### Your goal:
Please count the lines in the listing below that contain the string "concrete", and reply with only the number.

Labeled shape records
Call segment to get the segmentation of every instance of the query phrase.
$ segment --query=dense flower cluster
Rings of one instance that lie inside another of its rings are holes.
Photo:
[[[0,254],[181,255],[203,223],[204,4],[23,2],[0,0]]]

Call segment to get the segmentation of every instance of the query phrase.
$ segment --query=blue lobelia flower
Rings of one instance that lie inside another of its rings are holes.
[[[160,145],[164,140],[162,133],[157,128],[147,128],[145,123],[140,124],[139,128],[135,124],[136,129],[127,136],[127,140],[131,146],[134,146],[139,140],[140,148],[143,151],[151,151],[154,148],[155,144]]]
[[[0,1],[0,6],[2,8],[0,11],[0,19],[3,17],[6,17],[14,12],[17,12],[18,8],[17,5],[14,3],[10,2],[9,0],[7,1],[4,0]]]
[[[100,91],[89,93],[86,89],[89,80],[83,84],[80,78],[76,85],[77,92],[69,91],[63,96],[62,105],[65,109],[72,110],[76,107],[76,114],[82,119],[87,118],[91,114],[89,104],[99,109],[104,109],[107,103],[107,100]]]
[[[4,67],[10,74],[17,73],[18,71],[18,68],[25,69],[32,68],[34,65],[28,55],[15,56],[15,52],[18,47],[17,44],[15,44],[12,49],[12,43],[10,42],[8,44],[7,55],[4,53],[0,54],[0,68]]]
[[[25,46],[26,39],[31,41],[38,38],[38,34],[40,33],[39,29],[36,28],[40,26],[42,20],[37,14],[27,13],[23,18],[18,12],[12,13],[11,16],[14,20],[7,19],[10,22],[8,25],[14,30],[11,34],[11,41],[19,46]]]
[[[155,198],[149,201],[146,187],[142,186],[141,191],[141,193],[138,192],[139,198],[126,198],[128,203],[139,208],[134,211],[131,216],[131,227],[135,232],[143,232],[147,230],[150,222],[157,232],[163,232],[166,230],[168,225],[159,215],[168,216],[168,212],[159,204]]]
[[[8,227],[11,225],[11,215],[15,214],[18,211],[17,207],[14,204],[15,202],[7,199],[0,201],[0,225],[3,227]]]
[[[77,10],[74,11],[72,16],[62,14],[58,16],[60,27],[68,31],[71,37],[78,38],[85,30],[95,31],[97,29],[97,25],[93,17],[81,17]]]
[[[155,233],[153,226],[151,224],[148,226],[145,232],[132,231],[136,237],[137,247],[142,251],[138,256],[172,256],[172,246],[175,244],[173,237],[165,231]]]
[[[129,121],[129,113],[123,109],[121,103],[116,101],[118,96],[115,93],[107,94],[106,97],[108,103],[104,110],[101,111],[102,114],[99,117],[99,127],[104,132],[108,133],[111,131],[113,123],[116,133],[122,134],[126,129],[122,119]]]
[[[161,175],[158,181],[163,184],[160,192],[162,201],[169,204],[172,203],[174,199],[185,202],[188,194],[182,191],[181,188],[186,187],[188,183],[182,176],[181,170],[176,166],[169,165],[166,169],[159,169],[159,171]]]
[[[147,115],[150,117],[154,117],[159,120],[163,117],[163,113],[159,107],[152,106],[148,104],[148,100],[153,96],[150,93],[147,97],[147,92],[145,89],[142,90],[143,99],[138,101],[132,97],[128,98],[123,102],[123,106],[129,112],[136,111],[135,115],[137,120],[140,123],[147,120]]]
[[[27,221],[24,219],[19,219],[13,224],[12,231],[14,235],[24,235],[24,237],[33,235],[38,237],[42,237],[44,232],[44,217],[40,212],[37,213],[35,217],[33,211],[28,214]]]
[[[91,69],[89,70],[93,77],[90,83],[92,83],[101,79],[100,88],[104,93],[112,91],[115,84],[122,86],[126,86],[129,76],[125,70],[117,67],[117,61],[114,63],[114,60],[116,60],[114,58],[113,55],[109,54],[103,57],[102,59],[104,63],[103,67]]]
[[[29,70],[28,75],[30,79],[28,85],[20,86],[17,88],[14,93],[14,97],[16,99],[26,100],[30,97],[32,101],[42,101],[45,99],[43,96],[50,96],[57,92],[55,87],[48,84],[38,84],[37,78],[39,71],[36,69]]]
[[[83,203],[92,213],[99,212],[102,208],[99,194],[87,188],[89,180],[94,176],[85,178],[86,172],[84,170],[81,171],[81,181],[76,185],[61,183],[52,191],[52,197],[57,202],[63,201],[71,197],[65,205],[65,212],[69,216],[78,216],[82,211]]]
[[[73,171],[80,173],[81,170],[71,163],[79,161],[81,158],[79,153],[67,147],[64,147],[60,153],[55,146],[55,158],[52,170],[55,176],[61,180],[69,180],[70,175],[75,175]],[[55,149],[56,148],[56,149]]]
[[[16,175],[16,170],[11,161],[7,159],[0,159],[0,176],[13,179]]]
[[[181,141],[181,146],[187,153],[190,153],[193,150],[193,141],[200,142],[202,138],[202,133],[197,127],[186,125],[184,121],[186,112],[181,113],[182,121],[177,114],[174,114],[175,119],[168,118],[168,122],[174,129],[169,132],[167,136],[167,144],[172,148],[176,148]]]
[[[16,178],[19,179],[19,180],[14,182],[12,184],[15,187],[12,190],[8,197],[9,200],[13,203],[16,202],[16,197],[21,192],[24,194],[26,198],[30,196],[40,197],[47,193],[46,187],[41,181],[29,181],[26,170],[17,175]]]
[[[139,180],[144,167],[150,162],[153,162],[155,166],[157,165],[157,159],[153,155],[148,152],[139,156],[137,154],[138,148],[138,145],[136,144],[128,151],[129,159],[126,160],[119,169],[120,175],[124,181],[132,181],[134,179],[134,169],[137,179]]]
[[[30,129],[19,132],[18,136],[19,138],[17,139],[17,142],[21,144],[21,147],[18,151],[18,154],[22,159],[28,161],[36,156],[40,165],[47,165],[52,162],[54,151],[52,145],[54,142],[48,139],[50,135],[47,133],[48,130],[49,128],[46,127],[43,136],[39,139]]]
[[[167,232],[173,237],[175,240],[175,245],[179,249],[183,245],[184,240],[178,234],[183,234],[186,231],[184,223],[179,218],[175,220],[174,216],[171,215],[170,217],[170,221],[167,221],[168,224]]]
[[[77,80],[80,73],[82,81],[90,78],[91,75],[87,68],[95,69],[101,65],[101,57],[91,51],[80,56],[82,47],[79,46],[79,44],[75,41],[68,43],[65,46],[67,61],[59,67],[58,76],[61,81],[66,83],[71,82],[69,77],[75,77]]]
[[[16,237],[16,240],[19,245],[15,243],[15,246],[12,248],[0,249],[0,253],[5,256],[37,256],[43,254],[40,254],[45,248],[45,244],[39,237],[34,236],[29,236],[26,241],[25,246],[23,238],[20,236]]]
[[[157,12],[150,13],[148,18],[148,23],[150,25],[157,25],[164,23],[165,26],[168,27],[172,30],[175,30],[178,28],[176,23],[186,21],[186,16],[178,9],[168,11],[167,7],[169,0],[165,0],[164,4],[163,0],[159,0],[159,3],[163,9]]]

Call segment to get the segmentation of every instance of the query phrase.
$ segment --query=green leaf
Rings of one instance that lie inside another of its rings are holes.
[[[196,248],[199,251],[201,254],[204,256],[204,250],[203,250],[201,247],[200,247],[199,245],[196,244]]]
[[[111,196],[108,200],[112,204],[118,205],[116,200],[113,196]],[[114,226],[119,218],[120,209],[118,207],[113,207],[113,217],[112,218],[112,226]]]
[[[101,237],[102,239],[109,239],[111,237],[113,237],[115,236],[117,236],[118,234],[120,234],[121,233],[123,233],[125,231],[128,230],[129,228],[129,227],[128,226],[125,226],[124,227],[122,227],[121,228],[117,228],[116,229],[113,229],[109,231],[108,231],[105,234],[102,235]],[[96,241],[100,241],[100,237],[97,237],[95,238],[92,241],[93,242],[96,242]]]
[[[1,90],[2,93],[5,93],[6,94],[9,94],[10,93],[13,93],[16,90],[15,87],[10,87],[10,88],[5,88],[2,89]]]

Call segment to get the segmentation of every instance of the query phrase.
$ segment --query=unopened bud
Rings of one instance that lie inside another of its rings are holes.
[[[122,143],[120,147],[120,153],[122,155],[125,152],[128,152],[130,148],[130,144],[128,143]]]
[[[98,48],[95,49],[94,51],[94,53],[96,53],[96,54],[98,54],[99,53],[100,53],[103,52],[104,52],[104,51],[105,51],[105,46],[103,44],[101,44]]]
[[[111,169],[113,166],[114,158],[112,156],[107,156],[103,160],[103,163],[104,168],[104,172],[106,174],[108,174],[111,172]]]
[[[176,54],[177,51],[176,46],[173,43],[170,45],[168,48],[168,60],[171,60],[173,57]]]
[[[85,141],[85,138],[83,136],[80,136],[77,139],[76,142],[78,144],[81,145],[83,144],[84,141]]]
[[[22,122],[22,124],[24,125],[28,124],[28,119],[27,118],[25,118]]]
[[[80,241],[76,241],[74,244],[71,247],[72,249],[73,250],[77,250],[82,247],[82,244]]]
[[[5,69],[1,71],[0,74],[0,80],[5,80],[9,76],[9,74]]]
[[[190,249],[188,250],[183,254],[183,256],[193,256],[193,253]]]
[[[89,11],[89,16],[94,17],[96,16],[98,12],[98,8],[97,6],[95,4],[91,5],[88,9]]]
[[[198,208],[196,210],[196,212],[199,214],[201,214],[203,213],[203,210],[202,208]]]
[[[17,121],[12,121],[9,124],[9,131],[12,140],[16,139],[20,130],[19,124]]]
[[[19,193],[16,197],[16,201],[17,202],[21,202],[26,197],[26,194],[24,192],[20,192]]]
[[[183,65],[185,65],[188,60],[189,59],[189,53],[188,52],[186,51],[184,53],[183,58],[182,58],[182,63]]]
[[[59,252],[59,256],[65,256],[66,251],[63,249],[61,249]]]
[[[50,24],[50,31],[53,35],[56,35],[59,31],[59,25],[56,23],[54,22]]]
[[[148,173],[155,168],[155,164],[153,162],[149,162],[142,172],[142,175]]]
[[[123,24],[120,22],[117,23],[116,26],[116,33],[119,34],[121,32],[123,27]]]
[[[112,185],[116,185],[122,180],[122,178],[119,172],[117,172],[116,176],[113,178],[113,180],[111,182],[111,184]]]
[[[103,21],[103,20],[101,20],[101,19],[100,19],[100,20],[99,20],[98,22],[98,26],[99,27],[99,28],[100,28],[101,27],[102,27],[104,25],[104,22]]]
* * *
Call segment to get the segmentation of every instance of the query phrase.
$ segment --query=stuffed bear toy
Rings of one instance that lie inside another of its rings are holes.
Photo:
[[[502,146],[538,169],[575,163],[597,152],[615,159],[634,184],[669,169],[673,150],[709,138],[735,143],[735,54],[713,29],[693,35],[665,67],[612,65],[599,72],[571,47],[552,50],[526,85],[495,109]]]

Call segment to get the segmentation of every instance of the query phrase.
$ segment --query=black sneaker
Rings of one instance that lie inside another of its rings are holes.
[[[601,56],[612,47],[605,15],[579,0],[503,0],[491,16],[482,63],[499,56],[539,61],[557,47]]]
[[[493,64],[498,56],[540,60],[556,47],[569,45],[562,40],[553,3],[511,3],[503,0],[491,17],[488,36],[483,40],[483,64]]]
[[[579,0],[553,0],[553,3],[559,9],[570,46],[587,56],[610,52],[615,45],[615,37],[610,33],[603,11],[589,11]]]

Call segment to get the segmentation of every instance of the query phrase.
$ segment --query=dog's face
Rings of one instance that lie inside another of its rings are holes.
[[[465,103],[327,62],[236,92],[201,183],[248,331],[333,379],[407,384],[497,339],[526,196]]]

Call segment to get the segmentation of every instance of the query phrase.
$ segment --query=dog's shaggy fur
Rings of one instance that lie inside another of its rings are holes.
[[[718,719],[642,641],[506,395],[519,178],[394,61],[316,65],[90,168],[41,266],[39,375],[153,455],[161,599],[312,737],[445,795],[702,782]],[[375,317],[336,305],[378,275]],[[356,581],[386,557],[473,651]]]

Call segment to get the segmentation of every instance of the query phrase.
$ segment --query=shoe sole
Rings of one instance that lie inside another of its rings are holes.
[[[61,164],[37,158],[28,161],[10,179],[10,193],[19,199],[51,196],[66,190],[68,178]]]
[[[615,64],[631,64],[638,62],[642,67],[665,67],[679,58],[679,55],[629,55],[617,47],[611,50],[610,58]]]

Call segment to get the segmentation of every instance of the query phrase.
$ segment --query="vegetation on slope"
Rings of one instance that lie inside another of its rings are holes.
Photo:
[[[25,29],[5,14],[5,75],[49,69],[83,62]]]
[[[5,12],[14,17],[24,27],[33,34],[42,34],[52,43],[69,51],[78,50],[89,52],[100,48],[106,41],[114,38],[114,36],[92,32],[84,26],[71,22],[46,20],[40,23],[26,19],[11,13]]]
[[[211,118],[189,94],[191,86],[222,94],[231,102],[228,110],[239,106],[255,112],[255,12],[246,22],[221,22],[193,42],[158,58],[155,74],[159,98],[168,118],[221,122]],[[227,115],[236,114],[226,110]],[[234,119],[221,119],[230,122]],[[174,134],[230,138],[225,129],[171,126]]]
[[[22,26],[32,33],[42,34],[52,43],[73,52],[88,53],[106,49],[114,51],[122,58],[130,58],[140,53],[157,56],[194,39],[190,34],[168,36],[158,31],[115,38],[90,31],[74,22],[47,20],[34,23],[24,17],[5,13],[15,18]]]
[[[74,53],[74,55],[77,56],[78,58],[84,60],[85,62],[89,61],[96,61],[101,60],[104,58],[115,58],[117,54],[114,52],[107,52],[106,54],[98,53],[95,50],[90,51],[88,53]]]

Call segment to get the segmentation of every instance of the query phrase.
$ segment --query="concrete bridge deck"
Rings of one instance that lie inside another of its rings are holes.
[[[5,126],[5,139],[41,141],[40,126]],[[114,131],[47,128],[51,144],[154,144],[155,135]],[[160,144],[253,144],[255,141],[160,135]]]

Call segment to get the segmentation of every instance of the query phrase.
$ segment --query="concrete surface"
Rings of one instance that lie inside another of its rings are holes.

### Completed exercise:
2